**** PASSAGE ****
POINT OF VIEW

Defending our working moms during COVID-19 and beyond

Posted

I recently read a New York Times article about the challenges of being a working mom during this pandemic. As a new mom with a 7-month-old baby, I find myself in constant negotiation with work, child care, and taking care of my elderly grandparents.

Because I’m breastfeeding, our family is able to save money on hard-to-find formula. And because our day care center is closed, we’re also able to save on child care.

Just like everyone else, we are trying to save money where we can, given the uncertainty. However, the emotional toll of round-the-clock child care, not to mention the onset of chronic pains common for parents, and the general anxiety of life under a pandemic is too costly in other invisible ways. Working moms need a hand now more than ever.

I recognize that I am one of the luckier ones. But domestic workers, nail techs, hair salon workers and retail workers across our borough already were struggling to get by before COVID-19. Low wages, a lack of health care, and struggling to pay for and find reliable, trusted child care are all measures of how we have been failing moms.

Imagine the struggle of a mom who just lost her job trying to get through to a dysfunctional unemployment system, while trying to make sense of their child’s homework assignments. Imagine that pressure if she isn’t a native English speaker, or isn’t a math whiz (I honestly can’t make sense of 90 percent of my middle school sibling’s math problems).

Education has always been seen as a pathway out of poverty. But without in-person support for students with a wide spectrum of needs, the pressure to support our students is on the shoulders of already heavily burdened parents without many resources to set them up for success.
**** DATA EXCERPTS ****
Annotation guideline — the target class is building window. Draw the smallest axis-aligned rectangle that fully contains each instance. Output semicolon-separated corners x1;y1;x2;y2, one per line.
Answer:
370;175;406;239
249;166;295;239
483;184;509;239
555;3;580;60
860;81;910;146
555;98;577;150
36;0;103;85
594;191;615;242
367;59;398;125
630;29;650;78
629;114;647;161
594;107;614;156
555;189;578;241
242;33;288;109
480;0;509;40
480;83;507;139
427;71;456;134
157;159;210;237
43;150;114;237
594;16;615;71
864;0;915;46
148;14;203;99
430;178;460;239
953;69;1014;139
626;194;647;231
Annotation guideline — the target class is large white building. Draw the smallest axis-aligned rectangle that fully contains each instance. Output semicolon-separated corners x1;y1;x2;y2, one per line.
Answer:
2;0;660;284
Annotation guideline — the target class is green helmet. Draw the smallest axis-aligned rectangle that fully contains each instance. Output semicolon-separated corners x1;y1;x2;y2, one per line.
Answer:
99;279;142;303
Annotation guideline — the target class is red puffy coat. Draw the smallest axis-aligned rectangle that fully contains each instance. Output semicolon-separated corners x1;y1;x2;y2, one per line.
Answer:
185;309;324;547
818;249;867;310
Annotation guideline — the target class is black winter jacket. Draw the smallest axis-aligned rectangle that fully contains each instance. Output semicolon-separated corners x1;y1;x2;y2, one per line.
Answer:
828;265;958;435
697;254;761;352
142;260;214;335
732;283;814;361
****
**WORK INSTRUCTION:**
Go on with the opinion piece about working mothers during COVID-19, starting after its final sentence on parents carrying the pressure to support students.

**ANSWER TO THIS TASK:**
Almost half of renters within Community Board 8 live in severely rent-burdened, low-income housing. Only about half of our fourth-graders are performing at grade-level in English language arts and math. Taken together, these are major stressors for moms who want to make sure their kids have better lives than they did, but who don’t have the help they need to make that happen.

Imagine if you are undocumented and don’t qualify for federal stimulus relief. With the U.S. Supreme Court set to rule on Deferred Action for Childhood Arrivals any day now, this means the additional stress and uncertainty of being able to keep your family together, or being placed on a fast track to deportation.

If there is anything we can take away from this crisis, we need health care for all now more than ever. We need meaningful relief for mixed-status families from our federal and state government. And working moms need guaranteed paid family leave and high-quality universal child care.

We also need quality, government-funded post-partum care for new moms. While there’s a lot of budget cutting going on in Albany and New York City, we cannot afford to lose life-saving help for moms administered by trusted community-based organizations.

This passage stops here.